__Task instructions__
A - Answer these questions using the goat-selling thread.
(i) What price for a goat does Lyns88 say people can't pay?
(ii) Which costs does toth boer goats say have killed the market?
(iii) Which goat market does Genesee H & L think has sustained the most damage?
B - Copy the goat-selling thread word for word from "From what I've" up to and including "killed the market.".

__Excerpt to read__
━━━━━━
I COMPLETELY agree with you! That is kind of why I find myself in this predicament. I would rather know that these girls had a good home and now get to feed my family then go who knows where. If people can’t pay $150 for a goat, there is NO way I trust them to feed them....and hopefully they don’t allow them to have kids. We take such good care of our babies, that just concerns me. 
I was just looking for butchering input, since they are so tiny.


----------



## Genesee H & L (10 mo ago)

Lyns88 said:


> I COMPLETELY agree with you! That is kind of why I find myself in this predicament. I would rather know that these girls had a good home and now get to feed my family then go who knows where. If people can’t pay $150 for a goat, there is NO way I trust them to feed them....and hopefully they don’t allow them to have kids. We take such good care of our babies, that just concerns me.
> I was just looking for butchering input, since they are so tiny.


From what I've seen, they ALWAYS allow them to have kids. And the more, the better. If "pet" does could be spayed (and I don't mean at a ridiculous cost) before sale, the goat world might be in a better place for many breeds.


----------



## toth boer goats (Jul 20, 2008)

This year is horrible for selling.
I have never had an issue before selling especially my doelings. 

High gas prices, grain, hay, meds etc. 
has killed the market. 

I have beautiful show doelings, which I have dropped their prices dramatically, yet here they are. Still here. I cannot butcher them. Just can’t. 😳😬


----------



## Genesee H & L (10 mo ago)

toth boer goats said:


> This year is horrible for selling.
> I have never had an issue before selling especially my doelings.
> 
> High gas prices, grain, hay, meds etc.
> ...


You have gorgeous (registered) animals and I completely understand. Try to get an "in" with a transporter/shipper, and I bet you could sell them in an instant at a decent price. I know I would be interested!


----------



## Genesee H & L (10 mo ago)

I think the goat market that has sustained the most damage is the mid-range market. You're not going to be getting people driving in from out-of-state or paying $500+ for shipping in the this market. It's also the market that is the most susceptible to permanent damage, imo. I would think high-end should still sell - if people can actually obtain them. Scammers and gas-prices have have really hurt the livestock transportation sector. But gas prices appear to be going down. If only I could say the same for scammers ...


----------



## Lyns88 (8 mo ago)

Yes....scammers. I’ve had some fishy people offering me to pay all transport, full asking price of the animals and have them shipped clear across the country. For a couple of unregistered animals, that you have never even seen or put you ur hands on? So frustrating!

I wish it was worth the effort of getting everyone registered and catering to a different t market, who know what they are doing. But, the people in my area just don’t care and are happy breeding backyard, who knows what. So, I’ll just keep my happy, unregistered babies and enjoy them. The goat world has definitely gone downhill since I was younger!
━━━━━━
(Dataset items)
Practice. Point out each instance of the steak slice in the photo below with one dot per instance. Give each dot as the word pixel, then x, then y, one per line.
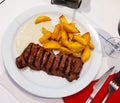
pixel 39 58
pixel 50 63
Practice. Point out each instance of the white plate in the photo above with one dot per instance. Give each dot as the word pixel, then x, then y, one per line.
pixel 38 82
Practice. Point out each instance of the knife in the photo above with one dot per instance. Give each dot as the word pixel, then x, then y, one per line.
pixel 99 84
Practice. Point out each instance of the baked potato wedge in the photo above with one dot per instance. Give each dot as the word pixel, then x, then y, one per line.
pixel 86 54
pixel 40 19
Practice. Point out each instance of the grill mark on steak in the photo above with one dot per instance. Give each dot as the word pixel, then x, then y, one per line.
pixel 38 58
pixel 20 62
pixel 45 59
pixel 50 63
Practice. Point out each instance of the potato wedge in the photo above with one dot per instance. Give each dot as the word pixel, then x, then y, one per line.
pixel 63 19
pixel 46 35
pixel 80 39
pixel 72 24
pixel 75 47
pixel 70 36
pixel 52 45
pixel 86 36
pixel 91 45
pixel 65 43
pixel 65 50
pixel 70 29
pixel 40 19
pixel 63 35
pixel 86 54
pixel 56 31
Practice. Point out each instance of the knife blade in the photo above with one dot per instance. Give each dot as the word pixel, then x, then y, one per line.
pixel 99 84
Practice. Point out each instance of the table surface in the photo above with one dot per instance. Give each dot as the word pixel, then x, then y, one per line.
pixel 102 14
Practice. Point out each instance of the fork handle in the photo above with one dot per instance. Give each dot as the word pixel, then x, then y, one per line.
pixel 105 98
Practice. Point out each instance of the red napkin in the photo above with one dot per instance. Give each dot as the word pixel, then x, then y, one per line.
pixel 83 95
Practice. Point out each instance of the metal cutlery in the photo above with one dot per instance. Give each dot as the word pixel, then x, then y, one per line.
pixel 99 84
pixel 113 85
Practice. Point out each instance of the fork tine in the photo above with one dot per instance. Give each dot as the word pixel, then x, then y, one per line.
pixel 113 85
pixel 116 78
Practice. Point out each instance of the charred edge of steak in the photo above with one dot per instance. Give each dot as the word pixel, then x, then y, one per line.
pixel 39 58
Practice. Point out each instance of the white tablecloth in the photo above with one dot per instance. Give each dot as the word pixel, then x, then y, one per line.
pixel 102 14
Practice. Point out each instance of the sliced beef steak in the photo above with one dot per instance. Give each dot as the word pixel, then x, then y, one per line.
pixel 39 58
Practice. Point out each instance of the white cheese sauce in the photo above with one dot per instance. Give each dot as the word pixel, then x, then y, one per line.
pixel 30 32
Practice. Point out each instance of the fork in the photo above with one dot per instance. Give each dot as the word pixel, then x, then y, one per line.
pixel 113 85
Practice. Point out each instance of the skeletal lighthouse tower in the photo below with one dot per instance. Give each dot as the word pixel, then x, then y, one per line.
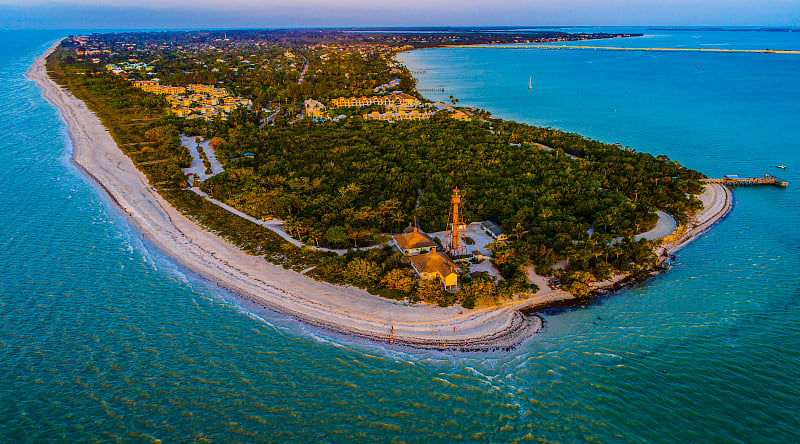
pixel 453 246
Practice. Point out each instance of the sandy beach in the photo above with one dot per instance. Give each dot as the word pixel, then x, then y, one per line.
pixel 345 310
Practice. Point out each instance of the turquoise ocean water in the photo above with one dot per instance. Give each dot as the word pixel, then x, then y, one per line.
pixel 104 338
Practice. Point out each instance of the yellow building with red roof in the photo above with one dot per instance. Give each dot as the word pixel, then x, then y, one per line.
pixel 436 265
pixel 414 242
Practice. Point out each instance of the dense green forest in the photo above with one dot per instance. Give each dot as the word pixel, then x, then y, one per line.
pixel 347 184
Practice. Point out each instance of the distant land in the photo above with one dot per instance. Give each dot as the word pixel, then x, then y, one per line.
pixel 303 169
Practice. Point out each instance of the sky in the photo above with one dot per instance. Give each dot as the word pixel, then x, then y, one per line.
pixel 158 14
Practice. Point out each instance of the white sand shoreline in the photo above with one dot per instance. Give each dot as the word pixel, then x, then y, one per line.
pixel 345 310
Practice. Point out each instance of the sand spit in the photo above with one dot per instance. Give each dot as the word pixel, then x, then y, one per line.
pixel 342 309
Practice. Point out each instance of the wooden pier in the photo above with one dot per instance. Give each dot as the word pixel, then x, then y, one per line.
pixel 618 48
pixel 735 181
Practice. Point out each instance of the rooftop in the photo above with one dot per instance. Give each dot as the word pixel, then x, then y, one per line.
pixel 414 239
pixel 434 262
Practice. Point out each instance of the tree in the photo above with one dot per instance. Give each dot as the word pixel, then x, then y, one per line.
pixel 399 279
pixel 429 290
pixel 479 291
pixel 336 237
pixel 362 272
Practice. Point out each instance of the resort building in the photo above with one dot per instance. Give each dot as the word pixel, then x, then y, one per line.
pixel 399 115
pixel 414 242
pixel 392 100
pixel 436 265
pixel 195 101
pixel 314 109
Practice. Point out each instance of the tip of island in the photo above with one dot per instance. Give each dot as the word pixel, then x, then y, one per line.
pixel 303 170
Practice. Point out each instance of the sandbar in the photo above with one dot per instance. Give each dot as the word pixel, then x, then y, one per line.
pixel 342 309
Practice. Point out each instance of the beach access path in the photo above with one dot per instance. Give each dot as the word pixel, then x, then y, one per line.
pixel 342 309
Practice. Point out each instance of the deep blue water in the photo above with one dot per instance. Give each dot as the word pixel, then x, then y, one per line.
pixel 103 338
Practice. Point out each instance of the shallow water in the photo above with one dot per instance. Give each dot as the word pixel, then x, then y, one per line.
pixel 101 337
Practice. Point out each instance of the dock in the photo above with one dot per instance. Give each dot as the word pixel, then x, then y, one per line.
pixel 736 181
pixel 619 48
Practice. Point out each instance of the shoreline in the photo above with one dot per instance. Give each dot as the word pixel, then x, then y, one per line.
pixel 343 310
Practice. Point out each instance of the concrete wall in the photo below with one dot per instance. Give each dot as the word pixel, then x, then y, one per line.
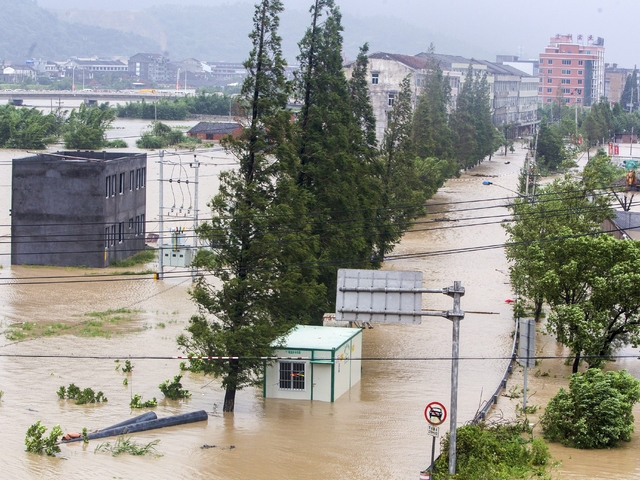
pixel 60 209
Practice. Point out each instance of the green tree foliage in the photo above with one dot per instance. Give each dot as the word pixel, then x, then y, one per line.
pixel 550 152
pixel 86 127
pixel 466 144
pixel 261 247
pixel 596 412
pixel 27 128
pixel 336 168
pixel 493 452
pixel 593 287
pixel 432 136
pixel 561 209
pixel 600 173
pixel 402 196
pixel 35 442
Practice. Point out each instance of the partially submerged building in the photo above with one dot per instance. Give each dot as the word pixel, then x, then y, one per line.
pixel 328 365
pixel 78 208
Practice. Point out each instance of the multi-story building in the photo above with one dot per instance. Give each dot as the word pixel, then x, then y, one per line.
pixel 615 78
pixel 572 72
pixel 386 72
pixel 514 103
pixel 151 67
pixel 77 208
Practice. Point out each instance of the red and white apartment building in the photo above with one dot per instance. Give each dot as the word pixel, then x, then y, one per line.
pixel 573 71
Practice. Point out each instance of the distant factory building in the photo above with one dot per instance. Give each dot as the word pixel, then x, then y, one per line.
pixel 78 208
pixel 331 364
pixel 214 130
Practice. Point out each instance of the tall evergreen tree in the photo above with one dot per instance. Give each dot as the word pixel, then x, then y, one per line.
pixel 432 135
pixel 336 168
pixel 463 123
pixel 402 195
pixel 359 92
pixel 268 285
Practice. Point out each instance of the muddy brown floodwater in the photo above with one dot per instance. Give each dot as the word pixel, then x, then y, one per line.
pixel 376 431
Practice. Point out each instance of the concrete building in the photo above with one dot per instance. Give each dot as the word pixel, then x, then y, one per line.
pixel 573 72
pixel 386 72
pixel 516 101
pixel 327 369
pixel 77 208
pixel 214 130
pixel 151 67
pixel 615 78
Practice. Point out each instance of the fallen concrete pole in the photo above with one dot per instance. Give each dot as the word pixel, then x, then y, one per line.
pixel 140 418
pixel 180 419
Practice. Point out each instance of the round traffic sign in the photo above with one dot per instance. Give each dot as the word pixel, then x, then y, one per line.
━━━━━━
__Numbered responses__
A -
(i) $150
(ii) High gas prices, grain, hay, and meds
(iii) The mid-range market

B -
From what I've seen, they ALWAYS allow them to have kids. And the more, the better. If "pet" does could be spayed (and I don't mean at a ridiculous cost) before sale, the goat world might be in a better place for many breeds.


----------



## toth boer goats (Jul 20, 2008)

This year is horrible for selling.
I have never had an issue before selling especially my doelings. 

High gas prices, grain, hay, meds etc. 
has killed the market.